◆ **Directions**:
Could you reproduce, from the records below, everything from the line with "x=181, y=133" down to the line with "x=134, y=181", keeping both of those lines and changing nothing?

◆ **Exercise input**:
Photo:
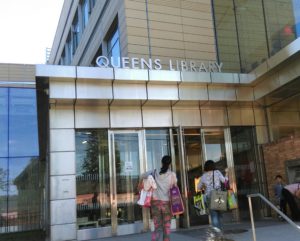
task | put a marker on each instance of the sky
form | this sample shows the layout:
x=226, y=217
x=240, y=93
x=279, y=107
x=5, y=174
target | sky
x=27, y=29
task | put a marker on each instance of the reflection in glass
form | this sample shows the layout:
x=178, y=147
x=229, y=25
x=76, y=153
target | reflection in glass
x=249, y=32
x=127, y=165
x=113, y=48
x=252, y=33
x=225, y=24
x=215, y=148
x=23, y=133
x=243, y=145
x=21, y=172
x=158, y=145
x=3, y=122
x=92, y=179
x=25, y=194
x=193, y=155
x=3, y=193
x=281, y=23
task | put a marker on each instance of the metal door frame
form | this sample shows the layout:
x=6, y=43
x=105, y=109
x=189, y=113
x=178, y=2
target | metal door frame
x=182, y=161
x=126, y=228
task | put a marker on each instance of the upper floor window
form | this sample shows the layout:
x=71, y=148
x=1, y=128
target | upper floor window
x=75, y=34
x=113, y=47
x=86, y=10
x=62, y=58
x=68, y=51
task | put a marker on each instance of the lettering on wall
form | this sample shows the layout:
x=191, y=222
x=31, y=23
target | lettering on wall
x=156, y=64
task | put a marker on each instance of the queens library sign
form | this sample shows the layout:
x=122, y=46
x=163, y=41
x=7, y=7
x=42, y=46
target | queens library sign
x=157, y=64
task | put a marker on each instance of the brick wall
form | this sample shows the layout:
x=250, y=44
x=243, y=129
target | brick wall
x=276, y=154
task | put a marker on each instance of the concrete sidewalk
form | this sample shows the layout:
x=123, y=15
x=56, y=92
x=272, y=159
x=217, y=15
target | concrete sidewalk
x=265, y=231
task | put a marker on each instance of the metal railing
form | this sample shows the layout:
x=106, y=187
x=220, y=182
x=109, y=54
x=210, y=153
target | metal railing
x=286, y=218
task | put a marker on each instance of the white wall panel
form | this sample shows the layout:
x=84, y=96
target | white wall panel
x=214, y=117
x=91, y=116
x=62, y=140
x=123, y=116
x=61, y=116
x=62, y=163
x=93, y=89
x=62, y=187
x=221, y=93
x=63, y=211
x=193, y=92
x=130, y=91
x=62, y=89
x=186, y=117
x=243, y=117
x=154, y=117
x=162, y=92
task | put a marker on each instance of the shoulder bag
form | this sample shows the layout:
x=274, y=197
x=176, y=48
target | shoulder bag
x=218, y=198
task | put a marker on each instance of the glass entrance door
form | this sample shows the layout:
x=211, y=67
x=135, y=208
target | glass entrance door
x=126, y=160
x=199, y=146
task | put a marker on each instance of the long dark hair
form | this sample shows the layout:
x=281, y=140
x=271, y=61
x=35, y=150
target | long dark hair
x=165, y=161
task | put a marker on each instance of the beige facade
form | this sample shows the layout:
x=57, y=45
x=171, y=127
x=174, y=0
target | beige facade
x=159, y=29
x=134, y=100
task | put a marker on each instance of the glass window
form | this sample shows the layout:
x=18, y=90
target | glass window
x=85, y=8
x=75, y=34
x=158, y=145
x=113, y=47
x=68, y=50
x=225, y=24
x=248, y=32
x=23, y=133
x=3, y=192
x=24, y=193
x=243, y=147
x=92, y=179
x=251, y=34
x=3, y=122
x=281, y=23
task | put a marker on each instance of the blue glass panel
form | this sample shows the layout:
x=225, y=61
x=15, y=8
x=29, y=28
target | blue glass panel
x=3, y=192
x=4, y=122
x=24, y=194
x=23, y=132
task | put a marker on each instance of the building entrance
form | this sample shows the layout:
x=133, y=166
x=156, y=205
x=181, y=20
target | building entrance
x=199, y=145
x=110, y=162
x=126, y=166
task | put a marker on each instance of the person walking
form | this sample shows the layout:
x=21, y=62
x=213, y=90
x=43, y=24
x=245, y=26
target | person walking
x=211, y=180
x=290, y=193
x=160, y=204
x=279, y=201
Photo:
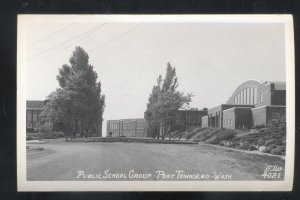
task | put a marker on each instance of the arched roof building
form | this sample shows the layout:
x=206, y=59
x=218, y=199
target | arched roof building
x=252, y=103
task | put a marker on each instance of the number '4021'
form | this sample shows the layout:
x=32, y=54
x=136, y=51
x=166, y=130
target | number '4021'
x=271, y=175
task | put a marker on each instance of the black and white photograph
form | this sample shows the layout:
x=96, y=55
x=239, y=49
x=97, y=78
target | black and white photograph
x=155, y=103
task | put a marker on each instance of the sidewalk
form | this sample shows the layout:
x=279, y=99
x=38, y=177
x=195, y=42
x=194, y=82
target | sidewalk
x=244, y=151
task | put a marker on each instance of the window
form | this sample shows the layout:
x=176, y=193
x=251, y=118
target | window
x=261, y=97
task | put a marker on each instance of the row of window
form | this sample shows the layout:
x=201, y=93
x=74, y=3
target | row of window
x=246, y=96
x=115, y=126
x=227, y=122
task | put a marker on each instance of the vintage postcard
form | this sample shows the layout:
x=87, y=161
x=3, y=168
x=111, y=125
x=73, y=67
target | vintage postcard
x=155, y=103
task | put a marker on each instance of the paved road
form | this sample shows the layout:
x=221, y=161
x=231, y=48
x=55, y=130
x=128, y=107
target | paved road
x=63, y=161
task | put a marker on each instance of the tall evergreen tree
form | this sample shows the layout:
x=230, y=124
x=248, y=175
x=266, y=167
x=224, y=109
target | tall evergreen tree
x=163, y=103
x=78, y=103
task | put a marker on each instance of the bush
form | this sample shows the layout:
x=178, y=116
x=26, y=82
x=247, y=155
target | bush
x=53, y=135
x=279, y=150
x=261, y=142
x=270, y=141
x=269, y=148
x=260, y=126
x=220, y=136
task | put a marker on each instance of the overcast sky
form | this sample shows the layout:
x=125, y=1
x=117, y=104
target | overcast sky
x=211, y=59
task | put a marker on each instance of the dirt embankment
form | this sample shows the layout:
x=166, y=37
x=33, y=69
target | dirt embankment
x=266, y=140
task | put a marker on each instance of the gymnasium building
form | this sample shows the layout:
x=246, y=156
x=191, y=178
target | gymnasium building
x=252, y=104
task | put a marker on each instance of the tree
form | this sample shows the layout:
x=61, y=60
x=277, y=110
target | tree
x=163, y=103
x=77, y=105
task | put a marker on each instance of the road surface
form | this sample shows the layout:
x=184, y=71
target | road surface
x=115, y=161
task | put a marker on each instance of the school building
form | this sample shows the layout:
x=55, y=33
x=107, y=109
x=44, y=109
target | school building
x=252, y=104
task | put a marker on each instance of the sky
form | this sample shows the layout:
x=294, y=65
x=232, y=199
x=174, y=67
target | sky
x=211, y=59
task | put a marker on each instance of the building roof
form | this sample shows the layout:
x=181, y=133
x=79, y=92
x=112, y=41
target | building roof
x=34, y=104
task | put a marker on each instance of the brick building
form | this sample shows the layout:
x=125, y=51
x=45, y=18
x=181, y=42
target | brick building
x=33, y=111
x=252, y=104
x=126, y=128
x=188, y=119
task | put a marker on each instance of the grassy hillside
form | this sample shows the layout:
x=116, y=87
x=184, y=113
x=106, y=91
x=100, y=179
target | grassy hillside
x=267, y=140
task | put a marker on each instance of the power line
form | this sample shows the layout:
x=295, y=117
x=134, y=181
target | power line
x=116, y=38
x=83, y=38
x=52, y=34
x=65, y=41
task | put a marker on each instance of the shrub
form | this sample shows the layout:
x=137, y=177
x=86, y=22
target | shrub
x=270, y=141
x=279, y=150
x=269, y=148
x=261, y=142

---

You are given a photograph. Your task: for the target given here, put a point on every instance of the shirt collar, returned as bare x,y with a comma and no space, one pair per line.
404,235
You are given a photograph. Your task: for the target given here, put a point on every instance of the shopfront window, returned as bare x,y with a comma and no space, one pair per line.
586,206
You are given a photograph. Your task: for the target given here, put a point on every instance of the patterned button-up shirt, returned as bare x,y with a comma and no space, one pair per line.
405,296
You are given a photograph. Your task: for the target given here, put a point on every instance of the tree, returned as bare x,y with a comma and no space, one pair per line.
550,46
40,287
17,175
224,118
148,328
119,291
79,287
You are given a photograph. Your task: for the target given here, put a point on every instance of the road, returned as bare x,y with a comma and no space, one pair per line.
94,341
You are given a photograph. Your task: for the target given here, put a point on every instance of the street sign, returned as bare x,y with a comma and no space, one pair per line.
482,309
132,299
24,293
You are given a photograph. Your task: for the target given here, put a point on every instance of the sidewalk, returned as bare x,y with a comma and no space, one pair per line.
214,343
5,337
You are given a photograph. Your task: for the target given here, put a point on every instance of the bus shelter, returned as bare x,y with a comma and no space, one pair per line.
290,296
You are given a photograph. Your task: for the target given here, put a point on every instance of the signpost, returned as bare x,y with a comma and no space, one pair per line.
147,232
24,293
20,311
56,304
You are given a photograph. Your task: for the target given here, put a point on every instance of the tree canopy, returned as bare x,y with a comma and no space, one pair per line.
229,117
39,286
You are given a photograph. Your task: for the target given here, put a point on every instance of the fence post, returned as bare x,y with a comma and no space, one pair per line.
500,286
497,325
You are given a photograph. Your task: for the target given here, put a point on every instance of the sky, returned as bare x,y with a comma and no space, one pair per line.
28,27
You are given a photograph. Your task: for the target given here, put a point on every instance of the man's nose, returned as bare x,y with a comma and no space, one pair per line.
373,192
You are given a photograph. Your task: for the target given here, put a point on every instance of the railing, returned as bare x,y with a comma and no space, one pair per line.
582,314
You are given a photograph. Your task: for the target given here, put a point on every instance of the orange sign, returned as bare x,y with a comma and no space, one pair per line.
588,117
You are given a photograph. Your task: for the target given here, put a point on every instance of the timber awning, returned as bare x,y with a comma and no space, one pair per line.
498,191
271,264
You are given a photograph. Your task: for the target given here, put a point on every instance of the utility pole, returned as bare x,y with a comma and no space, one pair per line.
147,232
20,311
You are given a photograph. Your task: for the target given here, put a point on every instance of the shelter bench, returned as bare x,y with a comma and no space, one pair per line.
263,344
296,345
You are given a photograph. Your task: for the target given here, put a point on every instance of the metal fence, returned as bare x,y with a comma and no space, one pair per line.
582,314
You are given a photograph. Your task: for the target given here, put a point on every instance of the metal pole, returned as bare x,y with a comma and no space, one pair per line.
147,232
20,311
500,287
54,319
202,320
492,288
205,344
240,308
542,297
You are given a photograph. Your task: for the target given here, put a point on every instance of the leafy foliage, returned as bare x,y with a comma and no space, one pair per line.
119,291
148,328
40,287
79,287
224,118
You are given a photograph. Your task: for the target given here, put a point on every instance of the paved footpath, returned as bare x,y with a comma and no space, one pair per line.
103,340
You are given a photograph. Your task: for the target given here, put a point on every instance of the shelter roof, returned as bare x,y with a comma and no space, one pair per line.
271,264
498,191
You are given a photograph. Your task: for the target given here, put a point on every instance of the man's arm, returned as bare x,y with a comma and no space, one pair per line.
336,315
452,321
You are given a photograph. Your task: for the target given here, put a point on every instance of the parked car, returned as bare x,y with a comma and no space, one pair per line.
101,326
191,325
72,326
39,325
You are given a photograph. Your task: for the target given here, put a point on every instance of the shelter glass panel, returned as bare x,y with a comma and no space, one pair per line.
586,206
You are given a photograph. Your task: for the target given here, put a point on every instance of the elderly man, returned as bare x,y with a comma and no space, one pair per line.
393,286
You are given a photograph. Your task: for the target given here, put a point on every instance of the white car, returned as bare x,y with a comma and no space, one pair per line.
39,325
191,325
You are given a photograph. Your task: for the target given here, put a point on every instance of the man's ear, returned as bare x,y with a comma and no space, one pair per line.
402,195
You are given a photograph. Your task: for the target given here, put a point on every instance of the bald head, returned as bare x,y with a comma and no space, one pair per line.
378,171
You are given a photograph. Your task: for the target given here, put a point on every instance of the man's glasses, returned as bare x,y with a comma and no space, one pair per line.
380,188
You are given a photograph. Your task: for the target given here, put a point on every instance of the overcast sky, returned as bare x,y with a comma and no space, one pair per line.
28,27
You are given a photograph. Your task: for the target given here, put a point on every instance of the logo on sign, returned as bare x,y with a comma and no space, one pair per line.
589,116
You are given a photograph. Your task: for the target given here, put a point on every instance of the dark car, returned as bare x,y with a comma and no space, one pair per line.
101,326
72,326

* * *

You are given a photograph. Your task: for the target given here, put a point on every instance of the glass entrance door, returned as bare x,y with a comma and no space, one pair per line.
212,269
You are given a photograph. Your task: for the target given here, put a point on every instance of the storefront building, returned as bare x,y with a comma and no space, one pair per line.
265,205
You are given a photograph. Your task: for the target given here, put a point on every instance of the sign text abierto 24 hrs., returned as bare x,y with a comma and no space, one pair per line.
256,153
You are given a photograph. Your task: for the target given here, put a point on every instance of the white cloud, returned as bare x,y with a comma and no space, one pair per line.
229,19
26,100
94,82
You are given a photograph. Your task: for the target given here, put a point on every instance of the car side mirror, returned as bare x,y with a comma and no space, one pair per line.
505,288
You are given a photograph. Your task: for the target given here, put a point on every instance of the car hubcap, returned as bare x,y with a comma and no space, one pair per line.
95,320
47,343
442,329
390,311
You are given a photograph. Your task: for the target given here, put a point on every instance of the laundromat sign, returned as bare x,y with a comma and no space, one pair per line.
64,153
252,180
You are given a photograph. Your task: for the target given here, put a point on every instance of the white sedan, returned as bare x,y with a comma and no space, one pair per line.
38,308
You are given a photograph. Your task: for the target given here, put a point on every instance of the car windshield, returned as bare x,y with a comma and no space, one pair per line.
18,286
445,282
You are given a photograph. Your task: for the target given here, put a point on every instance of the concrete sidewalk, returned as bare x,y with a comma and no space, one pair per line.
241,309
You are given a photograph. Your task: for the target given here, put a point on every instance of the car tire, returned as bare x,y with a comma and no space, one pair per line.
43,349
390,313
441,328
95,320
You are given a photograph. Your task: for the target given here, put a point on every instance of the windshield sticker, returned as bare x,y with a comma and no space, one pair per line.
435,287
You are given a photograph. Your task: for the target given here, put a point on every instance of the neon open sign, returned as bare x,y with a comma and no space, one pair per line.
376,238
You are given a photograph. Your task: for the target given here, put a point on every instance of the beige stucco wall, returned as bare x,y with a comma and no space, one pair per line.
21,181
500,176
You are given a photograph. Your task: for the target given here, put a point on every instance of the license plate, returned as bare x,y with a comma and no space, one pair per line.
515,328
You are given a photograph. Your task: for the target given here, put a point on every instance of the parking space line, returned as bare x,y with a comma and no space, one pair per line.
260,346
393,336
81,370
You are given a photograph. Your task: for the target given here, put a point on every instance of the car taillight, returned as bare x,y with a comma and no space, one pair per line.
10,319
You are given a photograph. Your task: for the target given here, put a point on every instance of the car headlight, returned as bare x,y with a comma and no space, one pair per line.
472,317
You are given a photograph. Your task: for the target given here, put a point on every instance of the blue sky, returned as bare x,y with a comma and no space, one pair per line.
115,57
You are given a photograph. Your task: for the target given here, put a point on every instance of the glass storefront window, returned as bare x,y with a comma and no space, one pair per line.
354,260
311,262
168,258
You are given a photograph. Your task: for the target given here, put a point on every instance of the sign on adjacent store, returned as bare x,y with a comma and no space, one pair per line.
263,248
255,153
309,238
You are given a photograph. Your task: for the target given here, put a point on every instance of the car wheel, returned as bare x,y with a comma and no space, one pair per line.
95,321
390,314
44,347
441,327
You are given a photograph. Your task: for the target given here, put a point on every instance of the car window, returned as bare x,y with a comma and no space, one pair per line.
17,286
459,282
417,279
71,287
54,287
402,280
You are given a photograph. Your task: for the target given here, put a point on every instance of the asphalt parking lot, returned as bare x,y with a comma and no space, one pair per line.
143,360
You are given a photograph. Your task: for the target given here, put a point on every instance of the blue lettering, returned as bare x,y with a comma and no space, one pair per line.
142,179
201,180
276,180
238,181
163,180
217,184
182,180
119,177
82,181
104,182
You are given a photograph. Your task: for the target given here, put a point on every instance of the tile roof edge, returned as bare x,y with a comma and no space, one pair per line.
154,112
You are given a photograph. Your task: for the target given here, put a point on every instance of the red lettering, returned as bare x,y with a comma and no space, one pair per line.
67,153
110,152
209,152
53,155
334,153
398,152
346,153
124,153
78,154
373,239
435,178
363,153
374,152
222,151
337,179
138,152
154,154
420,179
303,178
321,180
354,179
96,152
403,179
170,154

◆ **Exercise result**:
x=181, y=133
x=79, y=92
x=112, y=41
target | building roof
x=34, y=104
task | put a marker on each instance of the brick building
form | this sample shows the layout:
x=125, y=51
x=45, y=18
x=181, y=42
target | brick building
x=33, y=111
x=252, y=104
x=126, y=128
x=188, y=119
task | put a marker on each instance of the grassy hillside
form | this sample shows the layout:
x=116, y=87
x=184, y=113
x=106, y=91
x=100, y=179
target | grassy hillside
x=267, y=140
task | put a marker on each instance of the power line
form | this sample shows the layout:
x=295, y=117
x=134, y=181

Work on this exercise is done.